» EXCERPT PROVIDED:
::::::::

Figure 6-13 shows the energy consumed in rendering a single frame. We see that the CPU-Uniform grid and Kd-Tree are generally the least efficient structures for ray tracing. At the smallest resolution, the GPU-Uniform grid is the least efficient structure while the CPU-Kd-Tree is the most efficient, differing by roughly 15 Joules per frame. At resolutions of 256x256 and higher, the GPU-BVH makes a strong case for being the most efficient structure for ray tracing.



Figure 6-13: Energy cost per frame of ray tracing the Bunny Model

At a resolution of 128x128, the CPU-based structures are more efficient than the GPU-based structures, with the most efficient being the CPU-BVH using 50% of the energy of the CPU-based uniform grid (Figure 6-14). At resolutions of 256x256 and larger, the GPU-BVH becomes the most efficient structure, consuming only 11% of the energy compared to the CPU-based uniform grid at the largest resolution. With a model

of this size, it becomes apparent that the BVH is the most efficient structure regardless of the processing unit used.



Figure 6-14: Relative energy consumed while ray tracing the Bunny Model compared to the CPUuniform grid

# 6.1.5 Ray Tracing the Complex Scene (99k Triangles)

The Kd-Tree on the GPU was unable to fully traverse the scene at any screen resolution and thus does not appear on any of the results. The energy-time ratio (Figure 6-15) appears much different for this scene than it did for previous ones. The CPU-based structures used between 38.5 and 44 W, while the GPU-based structures used between 40 and 53.5 W. The OpenGL rendering followed a similar trend as the GPU-based uniform grid.

Considering the energy cost per frame (Figure 6-16), the GPU appears as the preferred processing unit for resolutions of 256x256 and larger. The GPU-BVH was consistently the most efficient structure consuming 7.6 Joules per frame at a resolution of 256x256 and 39.6 Joules per frame at the largest resolution. The CPU-Kd-Tree is the most efficient structure at the smallest resolution of 128x128, consuming only 3.2 Joules per frame.

::::::::

» RECORDS PROVIDED:

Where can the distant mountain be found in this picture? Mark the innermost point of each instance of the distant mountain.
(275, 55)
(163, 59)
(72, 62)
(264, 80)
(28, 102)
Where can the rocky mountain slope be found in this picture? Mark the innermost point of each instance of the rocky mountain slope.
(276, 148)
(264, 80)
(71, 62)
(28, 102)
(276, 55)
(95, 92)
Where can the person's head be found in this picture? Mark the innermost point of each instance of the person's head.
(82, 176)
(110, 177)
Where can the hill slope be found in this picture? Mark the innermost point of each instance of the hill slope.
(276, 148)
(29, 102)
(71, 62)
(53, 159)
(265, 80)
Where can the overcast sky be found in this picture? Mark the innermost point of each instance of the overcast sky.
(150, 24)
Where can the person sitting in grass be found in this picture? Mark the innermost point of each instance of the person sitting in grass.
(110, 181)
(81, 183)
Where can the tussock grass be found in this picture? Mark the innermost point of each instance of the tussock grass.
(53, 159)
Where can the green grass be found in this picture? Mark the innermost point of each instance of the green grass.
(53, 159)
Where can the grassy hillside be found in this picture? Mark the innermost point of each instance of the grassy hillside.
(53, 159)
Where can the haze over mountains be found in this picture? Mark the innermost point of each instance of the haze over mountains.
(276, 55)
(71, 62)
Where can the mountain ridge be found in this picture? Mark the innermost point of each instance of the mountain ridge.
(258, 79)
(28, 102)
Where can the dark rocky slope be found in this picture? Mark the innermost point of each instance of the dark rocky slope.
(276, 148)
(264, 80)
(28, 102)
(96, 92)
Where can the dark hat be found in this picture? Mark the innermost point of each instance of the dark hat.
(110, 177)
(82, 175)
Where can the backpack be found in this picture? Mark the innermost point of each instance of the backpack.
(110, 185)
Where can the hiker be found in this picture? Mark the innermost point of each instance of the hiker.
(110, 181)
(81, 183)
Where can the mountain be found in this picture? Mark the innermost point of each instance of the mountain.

::::::::

» TASK REQUIREMENTS:
(a) In the ray tracing excerpt, how much energy per frame does the CPU-Kd-Tree use on the complex scene at 128x128?
(b) List every figure number that the ray tracing excerpt mentions.

» RESULTS IN ORDER:
(a) 3.2 Joules per frame.

(b) Figure 6-13, Figure 6-14, Figure 6-15, Figure 6-16